■ Written exercise ■
Without the pictures, set down the records below word for word.

[Coordinate annotation records]
──────

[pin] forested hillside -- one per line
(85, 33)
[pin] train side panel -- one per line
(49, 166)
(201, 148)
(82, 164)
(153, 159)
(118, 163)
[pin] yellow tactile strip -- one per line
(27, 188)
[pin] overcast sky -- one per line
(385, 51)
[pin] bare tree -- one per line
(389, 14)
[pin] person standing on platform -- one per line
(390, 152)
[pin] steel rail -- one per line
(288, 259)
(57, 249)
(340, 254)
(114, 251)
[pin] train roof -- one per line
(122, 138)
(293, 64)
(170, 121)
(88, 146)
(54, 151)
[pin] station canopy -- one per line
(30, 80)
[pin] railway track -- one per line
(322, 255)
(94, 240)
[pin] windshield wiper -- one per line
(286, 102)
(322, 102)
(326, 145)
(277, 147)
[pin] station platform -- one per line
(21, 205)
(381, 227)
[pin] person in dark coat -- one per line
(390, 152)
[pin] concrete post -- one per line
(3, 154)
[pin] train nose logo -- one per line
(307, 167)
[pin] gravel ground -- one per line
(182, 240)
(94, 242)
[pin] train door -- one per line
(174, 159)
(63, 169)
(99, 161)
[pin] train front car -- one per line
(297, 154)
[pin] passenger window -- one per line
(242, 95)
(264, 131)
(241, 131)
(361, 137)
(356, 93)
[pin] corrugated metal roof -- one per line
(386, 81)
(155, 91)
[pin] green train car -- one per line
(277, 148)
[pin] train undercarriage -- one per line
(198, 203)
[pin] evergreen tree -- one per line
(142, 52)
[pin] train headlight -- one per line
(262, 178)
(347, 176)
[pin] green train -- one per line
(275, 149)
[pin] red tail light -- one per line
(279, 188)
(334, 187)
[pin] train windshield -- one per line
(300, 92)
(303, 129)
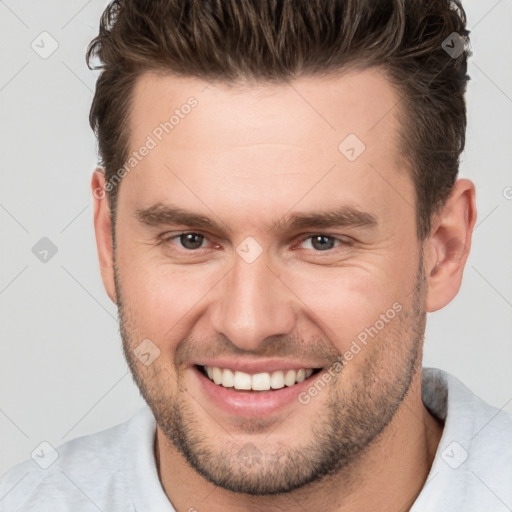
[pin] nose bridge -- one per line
(252, 304)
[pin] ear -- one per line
(103, 230)
(447, 247)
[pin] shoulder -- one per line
(472, 468)
(79, 472)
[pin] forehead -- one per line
(258, 145)
(318, 110)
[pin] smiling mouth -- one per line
(264, 381)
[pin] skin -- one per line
(247, 156)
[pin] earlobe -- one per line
(103, 232)
(448, 245)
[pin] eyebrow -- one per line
(163, 214)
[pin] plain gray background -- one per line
(62, 372)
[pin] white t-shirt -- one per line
(114, 470)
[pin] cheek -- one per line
(347, 302)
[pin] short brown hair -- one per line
(279, 40)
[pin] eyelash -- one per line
(342, 241)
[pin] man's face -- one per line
(257, 293)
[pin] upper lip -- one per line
(259, 366)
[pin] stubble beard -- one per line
(353, 418)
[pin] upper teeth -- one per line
(258, 381)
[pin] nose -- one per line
(252, 303)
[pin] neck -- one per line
(388, 476)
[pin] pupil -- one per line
(191, 240)
(322, 239)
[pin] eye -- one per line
(322, 243)
(189, 241)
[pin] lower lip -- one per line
(251, 404)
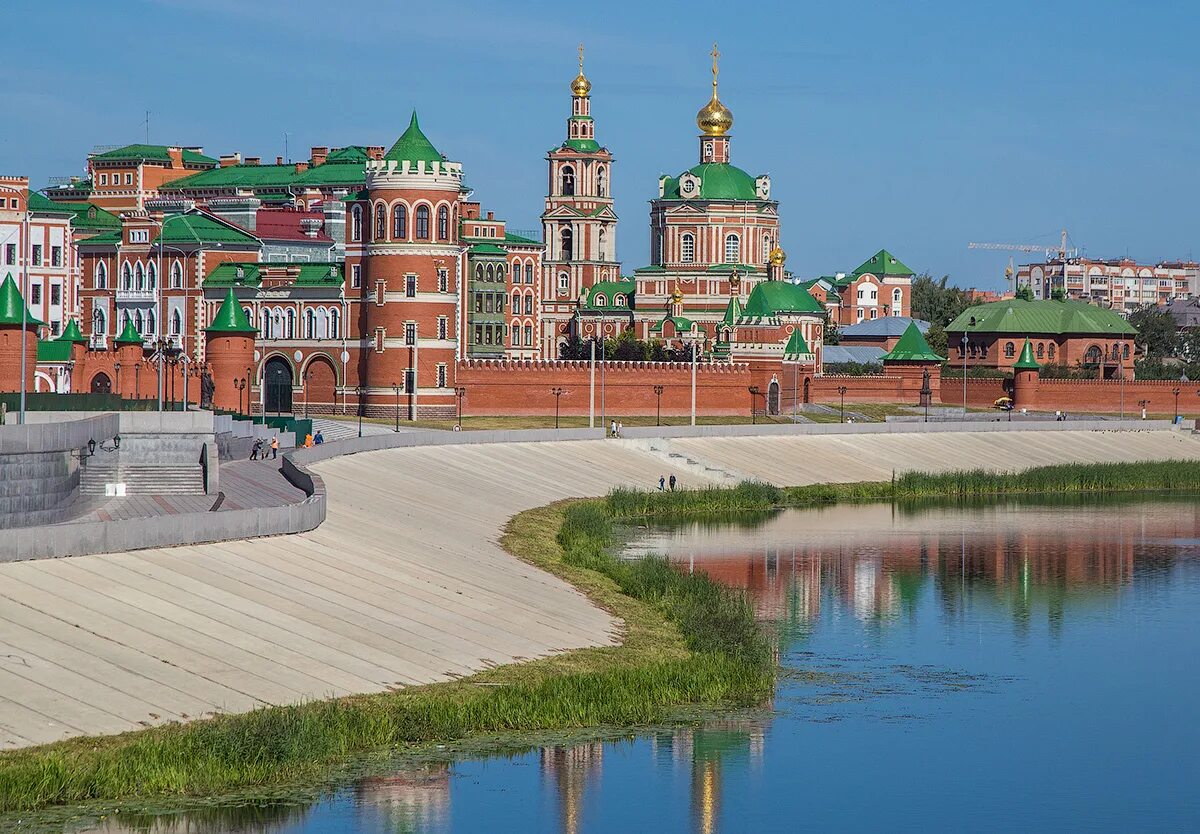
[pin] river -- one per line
(1011, 666)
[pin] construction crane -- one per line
(1009, 274)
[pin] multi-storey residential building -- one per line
(1122, 283)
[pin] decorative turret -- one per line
(229, 348)
(17, 328)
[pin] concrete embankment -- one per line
(405, 581)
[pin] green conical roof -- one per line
(231, 318)
(413, 145)
(1025, 361)
(912, 347)
(11, 305)
(71, 334)
(130, 334)
(796, 346)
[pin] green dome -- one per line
(718, 181)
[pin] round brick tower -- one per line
(12, 335)
(229, 348)
(412, 275)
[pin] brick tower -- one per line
(412, 276)
(579, 223)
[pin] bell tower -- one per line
(579, 222)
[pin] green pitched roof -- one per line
(718, 180)
(1025, 361)
(774, 298)
(883, 263)
(413, 145)
(55, 351)
(71, 334)
(912, 347)
(796, 346)
(11, 305)
(231, 318)
(130, 334)
(1015, 316)
(155, 153)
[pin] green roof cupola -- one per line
(12, 305)
(413, 147)
(129, 335)
(912, 347)
(231, 318)
(1025, 361)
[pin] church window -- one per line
(732, 249)
(400, 222)
(381, 223)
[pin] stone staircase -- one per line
(144, 480)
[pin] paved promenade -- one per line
(403, 583)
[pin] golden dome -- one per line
(714, 118)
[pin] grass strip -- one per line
(687, 641)
(1059, 479)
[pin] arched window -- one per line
(732, 249)
(400, 222)
(381, 223)
(688, 247)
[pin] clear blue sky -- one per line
(913, 126)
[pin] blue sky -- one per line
(917, 126)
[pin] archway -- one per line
(277, 385)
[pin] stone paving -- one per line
(403, 583)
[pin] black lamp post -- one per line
(557, 393)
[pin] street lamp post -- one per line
(558, 393)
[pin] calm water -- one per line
(1007, 667)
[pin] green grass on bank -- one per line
(685, 641)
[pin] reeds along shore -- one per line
(1062, 479)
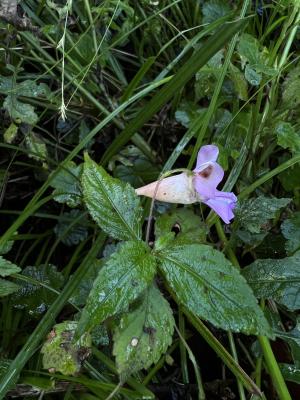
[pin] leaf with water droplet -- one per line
(35, 298)
(143, 334)
(120, 281)
(61, 353)
(112, 203)
(205, 282)
(278, 279)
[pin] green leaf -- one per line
(11, 133)
(36, 146)
(290, 373)
(292, 337)
(72, 232)
(254, 59)
(34, 298)
(252, 76)
(287, 137)
(184, 224)
(254, 214)
(67, 185)
(144, 334)
(82, 291)
(212, 288)
(121, 280)
(112, 203)
(290, 229)
(214, 9)
(276, 279)
(7, 268)
(20, 112)
(61, 353)
(7, 287)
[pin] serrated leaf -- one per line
(67, 185)
(11, 133)
(186, 226)
(144, 334)
(7, 287)
(287, 137)
(290, 229)
(34, 298)
(277, 279)
(61, 353)
(254, 58)
(121, 280)
(208, 285)
(82, 291)
(254, 214)
(8, 268)
(112, 203)
(252, 76)
(72, 232)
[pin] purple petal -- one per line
(223, 204)
(207, 154)
(207, 179)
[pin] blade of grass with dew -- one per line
(184, 74)
(45, 324)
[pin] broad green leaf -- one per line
(184, 224)
(277, 279)
(7, 268)
(287, 137)
(61, 353)
(291, 89)
(254, 214)
(254, 58)
(121, 280)
(82, 291)
(75, 230)
(112, 203)
(67, 185)
(212, 288)
(290, 372)
(143, 334)
(290, 229)
(7, 287)
(34, 298)
(19, 110)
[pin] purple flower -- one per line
(208, 174)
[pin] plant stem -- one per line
(270, 359)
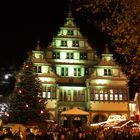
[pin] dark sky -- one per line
(20, 28)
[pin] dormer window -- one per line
(75, 43)
(69, 55)
(107, 72)
(69, 32)
(64, 43)
(56, 55)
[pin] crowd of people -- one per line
(82, 133)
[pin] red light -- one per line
(20, 91)
(41, 111)
(27, 66)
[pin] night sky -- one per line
(20, 28)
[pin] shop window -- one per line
(107, 72)
(75, 43)
(64, 43)
(69, 32)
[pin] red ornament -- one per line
(20, 91)
(26, 66)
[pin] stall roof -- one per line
(74, 111)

──────

■ Output below ■
[pin] forested hillside -- one per line
(85, 33)
[pin] train side panel -- one per line
(49, 166)
(201, 148)
(82, 164)
(153, 159)
(118, 163)
[pin] yellow tactile strip -- one per line
(27, 188)
[pin] overcast sky -- one per line
(385, 51)
[pin] bare tree -- one per line
(389, 14)
[pin] person standing on platform -- one per line
(390, 152)
[pin] steel rail -- one per line
(288, 259)
(57, 249)
(340, 254)
(114, 251)
[pin] train roof -- one per line
(122, 138)
(293, 64)
(170, 121)
(88, 146)
(54, 151)
[pin] station canopy -- one per line
(30, 80)
[pin] railway track -- one per line
(322, 255)
(94, 240)
[pin] windshield wiper -- one per line
(286, 102)
(322, 102)
(326, 145)
(277, 147)
[pin] station platform -- one per line
(21, 205)
(381, 227)
[pin] person in dark coat -- one per line
(390, 152)
[pin] concrete post -- one per line
(3, 154)
[pin] train nose logo -- one per line
(307, 167)
[pin] gravel ground -- one per line
(182, 240)
(94, 242)
[pin] train door -- one per line
(174, 159)
(63, 169)
(99, 161)
[pin] train front car -- one per line
(297, 154)
[pin] passenger window -- one per line
(242, 95)
(264, 131)
(241, 131)
(361, 137)
(356, 93)
[pin] corrugated metal roof -- one per line
(386, 81)
(155, 91)
[pin] green train car -- one per line
(277, 148)
[pin] train undercarriage -- one per line
(198, 203)
[pin] evergreen tree -- one per line
(142, 52)
[pin] train headlight -- one per line
(262, 178)
(347, 176)
[pin] green train -- one per line
(275, 149)
[pin] red tail light -- one per line
(279, 188)
(334, 187)
[pin] train windshield -- one per line
(300, 92)
(303, 129)
[pin] nose bridge -- one per line
(252, 304)
[pin] ear -- one per line
(103, 230)
(447, 247)
[pin] shoulder -- one per line
(472, 468)
(79, 472)
[pin] forehead -- one per line
(258, 145)
(318, 110)
[pin] smiling mouth -- one per line
(264, 381)
[pin] skin -- one per line
(247, 156)
[pin] earlobe -- one per line
(103, 232)
(448, 245)
[pin] eyebrow -- one per line
(163, 214)
[pin] plain gray background -- one per line
(62, 372)
[pin] white t-shirt -- one per line
(114, 470)
[pin] cheek -- one per line
(347, 302)
[pin] short brown hair -- one per line
(279, 40)
[pin] eyelash -- one per line
(342, 241)
[pin] man's face -- one per line
(257, 293)
[pin] upper lip -- one per line
(259, 366)
[pin] stubble beard -- one per line
(353, 418)
[pin] upper teeth -- one per line
(258, 381)
[pin] nose -- one per line
(252, 303)
[pin] neck -- one per line
(388, 476)
[pin] pupil -- one per line
(191, 240)
(322, 239)
[pin] eye -- one per line
(322, 243)
(189, 241)
[pin] lower lip -- one per line
(251, 404)
[pin] river -- one per line
(1011, 666)
[pin] construction crane -- one per line
(1009, 274)
[pin] multi-storey residential building -- one per line
(1122, 283)
[pin] decorative turret -- one per line
(229, 348)
(17, 328)
[pin] concrete embankment -- one per line
(405, 581)
[pin] green conical roof -- one per line
(231, 318)
(413, 145)
(1025, 361)
(912, 347)
(11, 305)
(71, 334)
(130, 334)
(796, 346)
[pin] green dome -- one per line
(718, 181)
[pin] round brick tower -- one per line
(12, 335)
(229, 348)
(412, 275)
[pin] brick tower -- one per line
(412, 276)
(579, 223)
[pin] bell tower -- one per line
(579, 222)
[pin] green pitched roof -- one per line
(718, 180)
(1025, 361)
(774, 298)
(883, 263)
(413, 145)
(55, 351)
(71, 334)
(912, 347)
(796, 346)
(11, 305)
(231, 318)
(130, 334)
(1015, 316)
(155, 153)
[pin] green roof cupola -- one per line
(12, 305)
(413, 147)
(129, 335)
(912, 347)
(231, 318)
(1025, 361)
[pin] church window -- one per line
(732, 249)
(400, 222)
(381, 223)
[pin] stone staircase -- one per line
(144, 480)
[pin] paved promenade -- one per line
(403, 583)
[pin] golden dome -- one per line
(714, 118)
[pin] grass strip -- one per line
(687, 641)
(1059, 479)
[pin] arched window -- one per line
(732, 249)
(400, 222)
(381, 223)
(688, 247)
[pin] clear blue sky -- one per line
(913, 126)
[pin] blue sky -- one per line
(917, 126)
[pin] archway -- one per line
(277, 385)
[pin] stone paving -- one per line
(403, 583)
[pin] black lamp post -- one per line
(557, 393)
[pin] street lamp post -- one per line
(558, 393)
[pin] calm water -- one per line
(1007, 667)
[pin] green grass on bank -- one per line
(685, 641)
[pin] reeds along shore -- one per line
(1062, 479)
[pin] leaf with water droplet -- one per line
(35, 298)
(143, 334)
(120, 281)
(61, 353)
(112, 203)
(205, 282)
(278, 279)
[pin] green leaf -- one per line
(11, 133)
(36, 146)
(290, 373)
(292, 337)
(72, 232)
(254, 59)
(34, 298)
(252, 76)
(287, 137)
(184, 224)
(254, 214)
(67, 185)
(144, 334)
(82, 291)
(212, 288)
(121, 280)
(112, 203)
(290, 229)
(214, 9)
(276, 279)
(7, 268)
(20, 112)
(61, 353)
(7, 287)
[pin] serrated leaf -- one per line
(67, 185)
(11, 133)
(186, 226)
(144, 334)
(7, 287)
(287, 137)
(290, 229)
(34, 298)
(277, 279)
(61, 353)
(254, 58)
(121, 280)
(208, 285)
(82, 291)
(254, 214)
(8, 268)
(112, 203)
(252, 76)
(72, 232)
[pin] purple petal -- one per line
(223, 204)
(207, 154)
(207, 179)
[pin] blade of grass with dew -- one per line
(184, 74)
(45, 324)
[pin] broad green leaf -- one per line
(184, 224)
(277, 279)
(7, 268)
(287, 137)
(61, 353)
(291, 89)
(254, 214)
(254, 58)
(121, 280)
(82, 291)
(75, 230)
(112, 203)
(67, 185)
(212, 288)
(290, 372)
(143, 334)
(290, 229)
(7, 287)
(34, 298)
(19, 110)
[pin] purple flower -- one per line
(208, 174)
[pin] plant stem -- one per line
(270, 359)
[pin] dark sky -- one per line
(20, 28)
[pin] dormer window -- one per line
(75, 43)
(69, 55)
(107, 72)
(69, 32)
(64, 43)
(56, 55)
[pin] crowd of people -- one per line
(82, 133)
[pin] red light -- one per line
(20, 91)
(41, 111)
(27, 66)
[pin] night sky -- one per line
(20, 28)
[pin] shop window -- one per line
(107, 72)
(75, 43)
(64, 43)
(69, 32)
[pin] red ornament -- one per line
(20, 91)
(26, 66)
[pin] stall roof -- one per line
(74, 111)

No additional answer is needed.